Consignes
(a) Réécrivez sous forme de liste le paragraphe de l'article sur le Moby Prince qui commence par « Il y a aussi d’autres mystérieux navires », en conservant ses faits principaux.
(b) D'après l'article sur le Moby Prince, avec quel pétrolier le ferry est-il entré en collision ?
(c) Rédigez la suite de l'article sur le Moby Prince, en partant de sa dernière phrase.

Texte extrait
-------------------------
L'art de la guerre
Moby Prince, la piste USA
Manlio Dinucci
Mardi 12 avril 2016
« Mayday, Mayday[1],
Moby Prince, nous sommes en collision,
nous prenons feu ! Nous avons besoin
d’aide ! » : c’est le dramatique message
transmis il y a vingt-cinq ans, heure
22:25:27 le 10 avril 1991, par le ferry
Moby Prince, entré en collision, dans la
rade du port de Livourne, avec le
pétrolier Agip Abruzzo. Demande d’aide
non écoutée : 140 personnes meurent,
après avoir en vain attendu les secours
pendant des heures. Requête en justice
non écoutée : depuis vingt-cinq ans, les
familles demandent en vain la vérité.
Après trois enquêtes et deux procès. Et
pourtant la vérité émerge impérieusement
des faits.
Il y a ce soir-là dans la rade de Livourne un trafic intense de navires
militaires et militarisés des
Etats-Unis, qui ramènent à la base
étasunienne de Camp Darby (limitrophe au
port) une partie des armes utilisées
dans la première guerre du Golfe.
Il y a aussi d’autres mystérieux navires. Le Gallant II (nom de
code Theresa), navire étasunien
militarisé qui, immédiatement après
l’accident, quitte précipitamment la
rade de Livourne. Le 21 Oktoobar II
de la société Shifco, dont la flotte,
donnée par la Coopération italienne à la
Somalie officiellement pour la pêche,
est utilisée pour le transport d’armes
USA et de déchets toxiques y compris
radioactifs en Somalie et pour fournir
en armes la Croatie en guerre contre la
Yougoslavie.
Pour avoir trouvé les preuves de ce trafic, la journaliste Ilaria
Alpi et son opérateur Miran Hrovatin
sont assassinés en 1994 à Mogadiscio
dans un guet-apens organisé par la Cia
avec l’aide des réseaux Gladio et des
services secrets italiens.
Selon toute probabilité, le soir du 10 avril dans la rade de
Livourne est en cours le transbordement
d’armes USA qui, au lieu de rentrer à
Camp Darby, sont secrètement envoyées en
Somalie, Croatie et dans d’autres zones,
non exclus les dépôts de Gladio en
Italie (voir le blog de Luigi Grimaldi
sur le Moby Prince[2]).
-------------------------
[Enregistrements issus d'une collecte de données]

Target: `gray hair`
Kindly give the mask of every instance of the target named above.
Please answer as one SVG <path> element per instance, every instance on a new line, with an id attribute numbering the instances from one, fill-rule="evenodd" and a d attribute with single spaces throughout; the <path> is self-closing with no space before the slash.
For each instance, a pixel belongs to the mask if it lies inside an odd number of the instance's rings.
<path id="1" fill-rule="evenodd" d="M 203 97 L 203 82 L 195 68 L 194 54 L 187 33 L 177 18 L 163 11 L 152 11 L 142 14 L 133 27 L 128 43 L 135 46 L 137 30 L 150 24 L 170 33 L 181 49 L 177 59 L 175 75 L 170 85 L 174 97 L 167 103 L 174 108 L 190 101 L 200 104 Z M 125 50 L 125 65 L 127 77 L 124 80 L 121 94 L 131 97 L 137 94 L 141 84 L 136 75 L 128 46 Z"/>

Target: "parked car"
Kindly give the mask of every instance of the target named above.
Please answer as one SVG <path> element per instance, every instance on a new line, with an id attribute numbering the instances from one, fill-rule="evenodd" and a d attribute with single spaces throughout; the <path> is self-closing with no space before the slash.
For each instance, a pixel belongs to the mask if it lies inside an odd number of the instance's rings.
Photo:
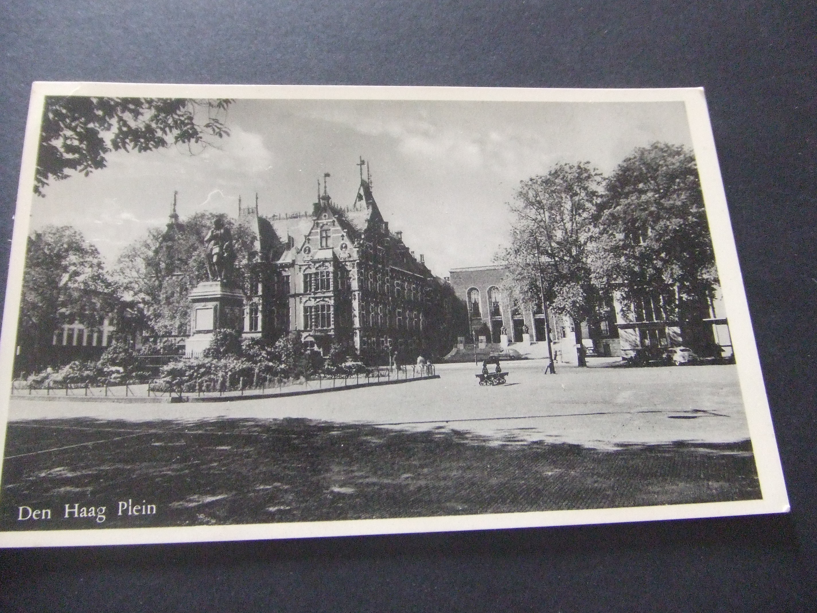
<path id="1" fill-rule="evenodd" d="M 623 357 L 624 361 L 633 366 L 649 366 L 667 363 L 667 353 L 663 347 L 642 347 L 631 349 Z"/>
<path id="2" fill-rule="evenodd" d="M 676 366 L 681 366 L 682 364 L 690 364 L 699 360 L 694 351 L 685 347 L 671 347 L 667 350 L 664 355 L 667 361 L 672 362 Z"/>
<path id="3" fill-rule="evenodd" d="M 523 356 L 516 349 L 506 347 L 501 351 L 492 351 L 491 360 L 522 360 Z"/>

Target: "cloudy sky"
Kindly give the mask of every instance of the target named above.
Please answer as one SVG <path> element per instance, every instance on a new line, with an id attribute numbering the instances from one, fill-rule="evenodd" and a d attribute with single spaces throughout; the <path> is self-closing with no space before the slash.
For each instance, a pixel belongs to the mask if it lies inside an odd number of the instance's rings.
<path id="1" fill-rule="evenodd" d="M 113 153 L 87 177 L 52 181 L 34 198 L 32 230 L 74 226 L 113 264 L 167 222 L 174 190 L 182 217 L 235 216 L 239 196 L 248 204 L 256 193 L 261 214 L 306 211 L 329 172 L 330 195 L 347 205 L 362 156 L 390 228 L 445 276 L 491 263 L 520 181 L 560 162 L 607 173 L 655 141 L 691 147 L 682 102 L 243 100 L 226 123 L 231 136 L 215 147 Z"/>

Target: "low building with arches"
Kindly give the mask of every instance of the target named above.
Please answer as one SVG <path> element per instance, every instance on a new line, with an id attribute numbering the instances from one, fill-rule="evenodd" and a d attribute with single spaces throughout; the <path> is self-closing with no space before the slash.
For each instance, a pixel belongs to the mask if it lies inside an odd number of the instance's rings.
<path id="1" fill-rule="evenodd" d="M 448 282 L 384 221 L 364 177 L 351 204 L 337 204 L 324 178 L 310 211 L 263 217 L 242 208 L 257 236 L 248 262 L 244 336 L 275 340 L 298 332 L 324 355 L 344 345 L 364 361 L 445 355 L 464 307 Z"/>

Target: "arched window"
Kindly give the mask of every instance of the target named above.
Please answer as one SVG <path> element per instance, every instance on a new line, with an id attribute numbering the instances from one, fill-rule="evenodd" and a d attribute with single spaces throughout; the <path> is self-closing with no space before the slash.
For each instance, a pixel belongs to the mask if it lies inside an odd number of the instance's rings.
<path id="1" fill-rule="evenodd" d="M 250 332 L 258 330 L 258 305 L 256 302 L 250 302 Z"/>
<path id="2" fill-rule="evenodd" d="M 480 311 L 480 290 L 471 288 L 468 290 L 468 312 L 471 317 L 481 317 Z"/>
<path id="3" fill-rule="evenodd" d="M 502 316 L 501 294 L 499 293 L 499 288 L 496 286 L 488 289 L 488 308 L 491 312 L 491 317 Z"/>

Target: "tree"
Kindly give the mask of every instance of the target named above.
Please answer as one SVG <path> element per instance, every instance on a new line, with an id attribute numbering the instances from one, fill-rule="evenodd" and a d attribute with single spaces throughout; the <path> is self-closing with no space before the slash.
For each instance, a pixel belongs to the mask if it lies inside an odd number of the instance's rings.
<path id="1" fill-rule="evenodd" d="M 230 136 L 222 117 L 230 100 L 46 97 L 34 193 L 71 172 L 104 168 L 111 151 L 152 151 L 169 145 L 206 145 Z"/>
<path id="2" fill-rule="evenodd" d="M 600 177 L 589 163 L 580 162 L 557 164 L 523 181 L 510 204 L 511 246 L 498 257 L 519 289 L 517 299 L 536 303 L 544 295 L 556 312 L 573 320 L 577 345 L 581 323 L 599 302 L 590 259 Z M 585 365 L 582 351 L 578 365 Z"/>
<path id="3" fill-rule="evenodd" d="M 187 297 L 208 277 L 204 237 L 217 217 L 197 213 L 167 228 L 154 228 L 131 244 L 117 260 L 114 277 L 123 293 L 141 304 L 147 326 L 159 335 L 186 335 L 190 302 Z M 255 235 L 244 224 L 221 216 L 230 228 L 239 262 L 246 262 Z M 243 285 L 240 275 L 237 280 Z"/>
<path id="4" fill-rule="evenodd" d="M 118 306 L 99 251 L 80 232 L 68 226 L 47 226 L 29 237 L 18 344 L 51 345 L 54 332 L 64 324 L 97 326 Z"/>
<path id="5" fill-rule="evenodd" d="M 597 219 L 596 278 L 625 310 L 660 302 L 681 321 L 700 318 L 718 279 L 691 152 L 659 142 L 635 150 L 607 179 Z"/>

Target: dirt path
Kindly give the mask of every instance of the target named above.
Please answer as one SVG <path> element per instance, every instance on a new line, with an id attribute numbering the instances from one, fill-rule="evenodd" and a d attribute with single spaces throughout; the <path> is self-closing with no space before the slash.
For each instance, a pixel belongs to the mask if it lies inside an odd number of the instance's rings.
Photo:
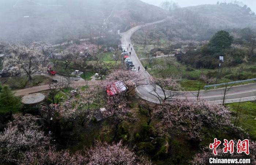
<path id="1" fill-rule="evenodd" d="M 88 81 L 88 85 L 92 85 L 95 84 L 102 83 L 102 81 Z M 71 87 L 81 87 L 86 85 L 86 82 L 85 81 L 79 81 L 74 82 L 70 86 Z M 15 96 L 25 96 L 30 93 L 35 93 L 40 92 L 49 89 L 48 85 L 44 85 L 41 86 L 32 87 L 31 88 L 26 88 L 25 89 L 16 90 L 14 91 Z"/>

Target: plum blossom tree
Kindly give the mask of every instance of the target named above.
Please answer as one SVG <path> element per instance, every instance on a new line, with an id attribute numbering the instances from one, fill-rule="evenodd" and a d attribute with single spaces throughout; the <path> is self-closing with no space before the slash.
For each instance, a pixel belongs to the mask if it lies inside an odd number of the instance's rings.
-------------------------
Corrigés
(a)
- Le Gallant II (nom de code Theresa) : navire étasunien militarisé qui quitte précipitamment la rade de Livourne immédiatement après l'accident.
- Le 21 Oktoobar II, de la société Shifco : sa flotte, donnée par la Coopération italienne à la Somalie officiellement pour la pêche, sert au transport d'armes USA et de déchets toxiques, y compris radioactifs, en Somalie, ainsi qu'à fournir en armes la Croatie en guerre contre la Yougoslavie.

(b) Avec le pétrolier Agip Abruzzo.

(c)
Quand survient la collision, ceux qui
dirigent l’opération -certainement le
commandement USA de Camp Darby- essaient
immédiatement d’effacer toute preuve. Ce
qui explique une série de « zones
d’ombre » : le signal du Moby Prince, à
seulement 2 miles du port, qui arrive
fortement brouillé ; le silence de
Livorno Radio, le gérant public des
télécommunications, qui n’appelle pas le
Moby Prince ; le commandant du port
Sergio Albanese, « occupé à d’autres
communications radio », qui ne guide pas
les secours et se trouve immédiatement
après promu amiral pour ses mérites ; le
manque (ou plutôt la disparition) des
tracés radar et images satellitaires, en
particulier sur la position de l’Agip
Abruzzo, à peine arrivé d’Egypte à
Livourne en un temps étrangement record
(4,5 jours au lieu de 14) ; les
effractions sur le ferry sous séquestre,
où disparaissent des instruments
essentiels aux enquêtes. Au point de
faire apparaître ce qui est arrivé au
Moby Prince comme un accident banal, y
compris par la responsabilité du
commandant.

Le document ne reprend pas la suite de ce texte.